**WRITTEN TASK:** In the column-renaming text below, what does the note say about how setnames makes its changes?
* Begin SELECTED TEXT *
Rename multiple columns by names
Someone should have asked this already, but I couldn't find an answer. Say I have:
x = data.frame(q=1,w=2,e=3, ...and many many columns...)
what is the most elegant way to rename an arbitrary subset of columns, whose position I don't necessarily know, into some other arbitrary names?
e.g. Say I want to rename "q"
and "e"
into "A"
and "B"
, what is the most elegant code to do this?
Obviously, I can do a loop:
oldnames = c("q","e")
newnames = c("A","B")
for(i in 1:2) names(x)[names(x) == oldnames[i]] = newnames[i]
But I wonder if there is a better way? Maybe using some of the packages? (plyr::rename
etc.)
Solution 1:
setnames
from the data.table
package will work on data.frame
s or data.table
s
library(data.table)
d <- data.frame(a=1:2,b=2:3,d=4:5)
setnames(d, old = c('a','d'), new = c('anew','dnew'))
d
# anew b dnew
# 1 1 2 4
# 2 2 3 5
Note that changes are made by reference, so no copying (even for data.frames!)
Solution 2:
With dplyr you would do:
library(dplyr)
df = data.frame(q = 1, w = 2, e = 3)
df %>% rename(A = q, B = e)
# A w B
#1 1 2 3
Or if you want to use vectors, as suggested by @Jelena-bioinf:
library(dplyr)
df = data.frame(q = 1, w = 2, e = 3)
oldnames = c("q","e")
newnames = c("A","B")
df %>% rename_at(vars(oldnames), ~ newnames)
# A w B
#1 1 2 3
L. D. Nicolas May suggested a change given rename_at
is being superseded by rename_with
:
df %>%
rename_with(~ newnames[which(oldnames == .x)], .cols = oldnames)
# A w B
#1 1 2 3
Solution 3:
Another solution for dataframes which are not too large is (building on @thelatemail answer):
x <- data.frame(q=1,w=2,e=3)
> x
q w e
1 1 2 3
colnames(x) <- c("A","w","B")
> x
A w B
1 1 2 3
Alternatively, you can also use:
names(x) <- c("C","w","D")
* End SELECTED TEXT *
* Begin DATA EXTRACT *
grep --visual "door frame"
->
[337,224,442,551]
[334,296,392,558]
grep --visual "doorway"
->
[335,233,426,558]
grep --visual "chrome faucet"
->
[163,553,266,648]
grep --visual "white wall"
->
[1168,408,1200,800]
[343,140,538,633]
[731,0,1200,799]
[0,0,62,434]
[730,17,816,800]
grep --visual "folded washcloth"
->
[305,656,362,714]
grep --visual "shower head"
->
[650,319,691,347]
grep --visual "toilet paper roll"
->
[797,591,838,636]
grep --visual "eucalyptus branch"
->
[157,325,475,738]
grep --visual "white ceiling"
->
* End DATA EXTRACT *
* Begin DATA EXTRACT *
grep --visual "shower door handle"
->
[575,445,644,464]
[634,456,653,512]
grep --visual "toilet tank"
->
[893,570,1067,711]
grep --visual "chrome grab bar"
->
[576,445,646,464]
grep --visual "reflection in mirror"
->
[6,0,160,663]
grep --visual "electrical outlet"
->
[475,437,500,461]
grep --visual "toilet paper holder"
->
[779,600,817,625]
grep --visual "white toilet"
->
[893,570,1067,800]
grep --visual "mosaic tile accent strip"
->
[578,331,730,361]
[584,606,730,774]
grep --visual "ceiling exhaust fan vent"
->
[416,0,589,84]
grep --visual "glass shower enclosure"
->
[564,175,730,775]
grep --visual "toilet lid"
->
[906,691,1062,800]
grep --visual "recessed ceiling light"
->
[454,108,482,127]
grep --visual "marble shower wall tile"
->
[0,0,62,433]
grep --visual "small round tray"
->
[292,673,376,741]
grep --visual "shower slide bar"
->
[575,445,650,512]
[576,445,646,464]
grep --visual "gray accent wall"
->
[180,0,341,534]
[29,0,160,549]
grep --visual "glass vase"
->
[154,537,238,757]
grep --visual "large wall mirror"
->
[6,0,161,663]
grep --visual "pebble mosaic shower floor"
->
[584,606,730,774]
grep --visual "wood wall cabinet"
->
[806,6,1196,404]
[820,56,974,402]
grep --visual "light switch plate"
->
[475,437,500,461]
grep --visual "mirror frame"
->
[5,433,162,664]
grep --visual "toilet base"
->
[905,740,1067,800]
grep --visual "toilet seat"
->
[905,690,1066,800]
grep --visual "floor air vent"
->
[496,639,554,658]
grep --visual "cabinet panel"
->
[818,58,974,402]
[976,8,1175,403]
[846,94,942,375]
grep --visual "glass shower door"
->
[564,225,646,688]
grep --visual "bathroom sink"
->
* End DATA EXTRACT *
**OUTPUT:** Changes are made by reference, so there is no copying, even for data frames.